> What is expected:
Collect every line of the material below that contains the word "floral", and reproduce each such line in full.
^^^^^^^^^^^^^^^^
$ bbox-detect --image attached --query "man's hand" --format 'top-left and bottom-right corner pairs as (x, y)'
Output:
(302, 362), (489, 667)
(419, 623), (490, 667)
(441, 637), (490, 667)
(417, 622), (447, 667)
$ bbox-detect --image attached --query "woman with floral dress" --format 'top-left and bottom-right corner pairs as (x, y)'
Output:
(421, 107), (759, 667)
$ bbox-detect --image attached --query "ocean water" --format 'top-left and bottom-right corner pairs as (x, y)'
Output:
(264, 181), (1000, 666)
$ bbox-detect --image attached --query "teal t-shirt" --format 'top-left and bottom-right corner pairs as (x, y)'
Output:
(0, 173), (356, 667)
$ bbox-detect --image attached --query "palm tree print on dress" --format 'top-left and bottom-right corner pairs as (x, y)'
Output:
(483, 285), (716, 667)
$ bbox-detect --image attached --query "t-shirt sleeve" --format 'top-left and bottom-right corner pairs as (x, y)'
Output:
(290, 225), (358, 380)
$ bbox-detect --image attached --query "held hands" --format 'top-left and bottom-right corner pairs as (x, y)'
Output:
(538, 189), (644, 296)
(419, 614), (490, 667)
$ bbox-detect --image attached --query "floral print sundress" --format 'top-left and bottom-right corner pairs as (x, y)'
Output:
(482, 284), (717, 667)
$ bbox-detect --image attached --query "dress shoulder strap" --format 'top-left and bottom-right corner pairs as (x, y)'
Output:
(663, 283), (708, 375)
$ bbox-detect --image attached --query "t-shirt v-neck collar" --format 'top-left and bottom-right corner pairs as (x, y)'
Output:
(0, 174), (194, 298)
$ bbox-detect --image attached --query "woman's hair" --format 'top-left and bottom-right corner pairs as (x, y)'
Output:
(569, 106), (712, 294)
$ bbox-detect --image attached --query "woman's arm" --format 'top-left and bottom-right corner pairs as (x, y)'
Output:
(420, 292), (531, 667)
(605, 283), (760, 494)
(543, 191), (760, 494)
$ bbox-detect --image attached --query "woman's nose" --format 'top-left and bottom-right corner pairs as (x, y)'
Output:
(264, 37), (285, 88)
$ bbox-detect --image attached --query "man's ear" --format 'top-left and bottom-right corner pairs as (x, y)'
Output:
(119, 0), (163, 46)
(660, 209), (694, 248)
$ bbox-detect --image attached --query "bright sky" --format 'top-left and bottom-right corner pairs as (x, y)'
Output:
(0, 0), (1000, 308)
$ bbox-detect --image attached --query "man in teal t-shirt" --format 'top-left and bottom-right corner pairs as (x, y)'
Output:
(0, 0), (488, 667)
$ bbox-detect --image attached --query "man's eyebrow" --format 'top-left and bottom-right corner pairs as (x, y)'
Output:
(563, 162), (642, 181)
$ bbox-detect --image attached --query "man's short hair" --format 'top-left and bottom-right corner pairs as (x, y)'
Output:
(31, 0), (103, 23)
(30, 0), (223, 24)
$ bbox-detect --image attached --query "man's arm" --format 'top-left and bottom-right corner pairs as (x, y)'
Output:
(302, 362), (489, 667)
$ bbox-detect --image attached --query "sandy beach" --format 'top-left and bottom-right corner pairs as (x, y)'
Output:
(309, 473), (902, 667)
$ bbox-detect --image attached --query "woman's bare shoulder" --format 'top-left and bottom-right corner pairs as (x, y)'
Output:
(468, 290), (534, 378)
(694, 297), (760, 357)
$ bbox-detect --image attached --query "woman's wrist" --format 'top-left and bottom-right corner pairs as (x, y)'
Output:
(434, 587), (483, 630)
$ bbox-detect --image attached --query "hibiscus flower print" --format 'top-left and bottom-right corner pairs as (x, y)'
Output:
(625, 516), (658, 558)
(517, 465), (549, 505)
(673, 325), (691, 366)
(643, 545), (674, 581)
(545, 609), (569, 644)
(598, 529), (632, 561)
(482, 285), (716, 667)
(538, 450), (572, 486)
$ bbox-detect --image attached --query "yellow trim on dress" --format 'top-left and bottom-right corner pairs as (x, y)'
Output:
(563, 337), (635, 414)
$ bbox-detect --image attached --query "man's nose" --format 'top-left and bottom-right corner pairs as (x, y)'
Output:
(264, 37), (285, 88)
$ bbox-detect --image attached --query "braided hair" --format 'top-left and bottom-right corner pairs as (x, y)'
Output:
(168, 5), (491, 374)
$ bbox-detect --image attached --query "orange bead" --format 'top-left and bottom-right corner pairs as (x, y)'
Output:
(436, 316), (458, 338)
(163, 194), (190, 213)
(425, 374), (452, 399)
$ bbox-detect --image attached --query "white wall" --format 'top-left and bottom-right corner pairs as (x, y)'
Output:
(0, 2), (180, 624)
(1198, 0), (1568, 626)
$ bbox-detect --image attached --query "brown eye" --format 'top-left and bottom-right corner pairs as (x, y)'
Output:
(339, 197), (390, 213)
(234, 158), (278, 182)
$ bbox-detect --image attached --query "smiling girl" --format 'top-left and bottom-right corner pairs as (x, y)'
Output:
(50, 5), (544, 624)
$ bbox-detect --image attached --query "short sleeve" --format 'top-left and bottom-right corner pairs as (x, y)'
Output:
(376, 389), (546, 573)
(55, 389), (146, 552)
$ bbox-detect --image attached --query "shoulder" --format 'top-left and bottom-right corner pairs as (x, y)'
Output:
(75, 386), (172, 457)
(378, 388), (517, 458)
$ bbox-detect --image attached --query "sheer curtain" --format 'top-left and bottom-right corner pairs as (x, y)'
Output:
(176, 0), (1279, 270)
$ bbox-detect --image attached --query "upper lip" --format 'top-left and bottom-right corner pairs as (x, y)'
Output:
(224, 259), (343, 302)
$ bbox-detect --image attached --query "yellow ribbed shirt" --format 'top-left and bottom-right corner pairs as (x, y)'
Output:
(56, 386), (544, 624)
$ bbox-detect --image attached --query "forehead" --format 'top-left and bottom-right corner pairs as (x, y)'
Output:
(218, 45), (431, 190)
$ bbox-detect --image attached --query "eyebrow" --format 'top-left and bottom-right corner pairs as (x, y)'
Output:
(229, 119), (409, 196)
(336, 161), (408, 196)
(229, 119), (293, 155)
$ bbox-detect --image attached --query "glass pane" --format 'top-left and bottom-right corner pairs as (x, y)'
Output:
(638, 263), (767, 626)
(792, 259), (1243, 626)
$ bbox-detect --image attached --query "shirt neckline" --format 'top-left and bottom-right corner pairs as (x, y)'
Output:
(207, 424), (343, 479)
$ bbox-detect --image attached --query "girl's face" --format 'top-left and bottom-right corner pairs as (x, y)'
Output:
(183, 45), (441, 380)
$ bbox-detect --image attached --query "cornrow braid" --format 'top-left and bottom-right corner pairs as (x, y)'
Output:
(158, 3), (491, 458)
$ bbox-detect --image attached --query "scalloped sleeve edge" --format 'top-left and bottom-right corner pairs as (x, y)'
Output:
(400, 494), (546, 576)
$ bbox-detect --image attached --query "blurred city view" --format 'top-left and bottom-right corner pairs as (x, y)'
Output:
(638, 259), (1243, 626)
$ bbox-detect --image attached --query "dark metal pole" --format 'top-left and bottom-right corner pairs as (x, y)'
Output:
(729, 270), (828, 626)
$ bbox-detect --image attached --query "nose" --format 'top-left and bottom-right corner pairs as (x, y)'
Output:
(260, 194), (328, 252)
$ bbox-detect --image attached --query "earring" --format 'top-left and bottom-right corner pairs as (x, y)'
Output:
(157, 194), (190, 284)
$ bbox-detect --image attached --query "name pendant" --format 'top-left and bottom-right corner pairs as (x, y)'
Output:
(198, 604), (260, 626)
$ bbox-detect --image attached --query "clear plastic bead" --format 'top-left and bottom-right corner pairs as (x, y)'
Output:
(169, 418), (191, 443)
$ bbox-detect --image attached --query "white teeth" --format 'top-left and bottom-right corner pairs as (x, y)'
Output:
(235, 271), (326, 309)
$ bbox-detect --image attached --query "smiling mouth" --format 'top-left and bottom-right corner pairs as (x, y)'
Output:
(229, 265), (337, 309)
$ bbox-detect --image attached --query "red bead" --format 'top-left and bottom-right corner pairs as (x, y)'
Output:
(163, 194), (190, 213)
^^^^^^^^^^^^^^^^
> Full answer:
$ bbox-detect --image attached --query "woman with floral dress" --format 'top-left and bottom-right corner pairs as (x, y)'
$ bbox-detect --image attached --query "floral print sundress" --format 'top-left and bottom-right corner pairs as (x, y)'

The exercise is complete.